- INSTRUCTIONS FOR THE TASK -
Which lines below include the string "flag"? Please show each one.

- RECORDS SUPPLIED -
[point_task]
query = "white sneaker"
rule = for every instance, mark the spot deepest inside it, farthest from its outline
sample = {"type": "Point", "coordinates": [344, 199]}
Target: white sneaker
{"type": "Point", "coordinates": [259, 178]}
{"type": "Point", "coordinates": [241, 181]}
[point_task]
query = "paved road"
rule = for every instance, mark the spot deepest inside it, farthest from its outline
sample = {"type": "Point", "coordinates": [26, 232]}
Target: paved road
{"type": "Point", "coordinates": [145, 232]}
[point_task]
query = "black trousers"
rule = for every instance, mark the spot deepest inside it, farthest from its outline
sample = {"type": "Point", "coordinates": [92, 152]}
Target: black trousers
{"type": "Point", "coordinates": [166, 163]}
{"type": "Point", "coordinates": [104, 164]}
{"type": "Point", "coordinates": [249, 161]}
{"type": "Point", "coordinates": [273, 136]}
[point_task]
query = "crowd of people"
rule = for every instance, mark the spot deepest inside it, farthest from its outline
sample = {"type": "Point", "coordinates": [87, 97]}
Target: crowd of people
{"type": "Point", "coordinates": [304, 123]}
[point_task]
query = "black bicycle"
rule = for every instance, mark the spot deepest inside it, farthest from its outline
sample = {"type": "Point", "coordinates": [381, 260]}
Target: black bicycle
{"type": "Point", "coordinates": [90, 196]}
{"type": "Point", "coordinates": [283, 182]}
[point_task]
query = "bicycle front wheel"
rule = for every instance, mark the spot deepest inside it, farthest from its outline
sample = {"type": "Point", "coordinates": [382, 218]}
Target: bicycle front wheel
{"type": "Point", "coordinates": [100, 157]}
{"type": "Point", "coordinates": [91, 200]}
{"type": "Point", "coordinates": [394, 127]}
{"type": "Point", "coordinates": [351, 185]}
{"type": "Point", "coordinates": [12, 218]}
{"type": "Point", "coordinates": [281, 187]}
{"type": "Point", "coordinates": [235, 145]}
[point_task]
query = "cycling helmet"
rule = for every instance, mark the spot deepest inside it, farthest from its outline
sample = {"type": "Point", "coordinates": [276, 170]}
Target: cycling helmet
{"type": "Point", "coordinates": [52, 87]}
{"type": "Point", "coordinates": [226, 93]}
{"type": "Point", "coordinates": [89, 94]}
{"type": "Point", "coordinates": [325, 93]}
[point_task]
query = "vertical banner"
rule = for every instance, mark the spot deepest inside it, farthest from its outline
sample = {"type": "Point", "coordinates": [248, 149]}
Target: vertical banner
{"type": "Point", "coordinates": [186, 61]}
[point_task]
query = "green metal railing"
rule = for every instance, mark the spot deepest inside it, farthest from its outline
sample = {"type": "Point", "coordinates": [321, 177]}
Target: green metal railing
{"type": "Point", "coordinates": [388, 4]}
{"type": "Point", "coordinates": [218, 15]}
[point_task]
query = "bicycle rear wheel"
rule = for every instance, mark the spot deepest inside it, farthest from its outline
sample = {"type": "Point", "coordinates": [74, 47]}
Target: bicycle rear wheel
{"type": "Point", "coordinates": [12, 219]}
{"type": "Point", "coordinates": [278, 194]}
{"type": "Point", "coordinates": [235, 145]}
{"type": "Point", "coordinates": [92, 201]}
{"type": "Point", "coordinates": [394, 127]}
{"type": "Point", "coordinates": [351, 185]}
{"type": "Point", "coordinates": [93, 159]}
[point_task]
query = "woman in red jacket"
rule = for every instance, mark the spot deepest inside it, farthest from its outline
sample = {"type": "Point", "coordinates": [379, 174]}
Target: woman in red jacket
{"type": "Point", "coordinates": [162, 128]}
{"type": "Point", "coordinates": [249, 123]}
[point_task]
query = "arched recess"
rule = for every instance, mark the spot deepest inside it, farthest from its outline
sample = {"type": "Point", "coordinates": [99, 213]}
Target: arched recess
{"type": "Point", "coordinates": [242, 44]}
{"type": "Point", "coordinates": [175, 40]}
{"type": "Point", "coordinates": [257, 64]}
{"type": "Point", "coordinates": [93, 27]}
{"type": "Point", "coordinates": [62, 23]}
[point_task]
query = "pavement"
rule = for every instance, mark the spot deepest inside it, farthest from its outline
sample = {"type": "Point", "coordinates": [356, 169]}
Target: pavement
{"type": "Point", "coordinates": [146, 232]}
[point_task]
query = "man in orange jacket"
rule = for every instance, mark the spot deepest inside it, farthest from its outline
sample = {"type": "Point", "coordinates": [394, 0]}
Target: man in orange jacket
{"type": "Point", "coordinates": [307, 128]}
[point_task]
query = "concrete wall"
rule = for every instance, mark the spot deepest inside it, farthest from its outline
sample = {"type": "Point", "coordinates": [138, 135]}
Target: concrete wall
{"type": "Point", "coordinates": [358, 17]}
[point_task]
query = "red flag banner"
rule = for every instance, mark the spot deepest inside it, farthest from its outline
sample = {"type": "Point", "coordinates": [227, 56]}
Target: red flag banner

- ANSWER -
query = "red flag banner"
Target: red flag banner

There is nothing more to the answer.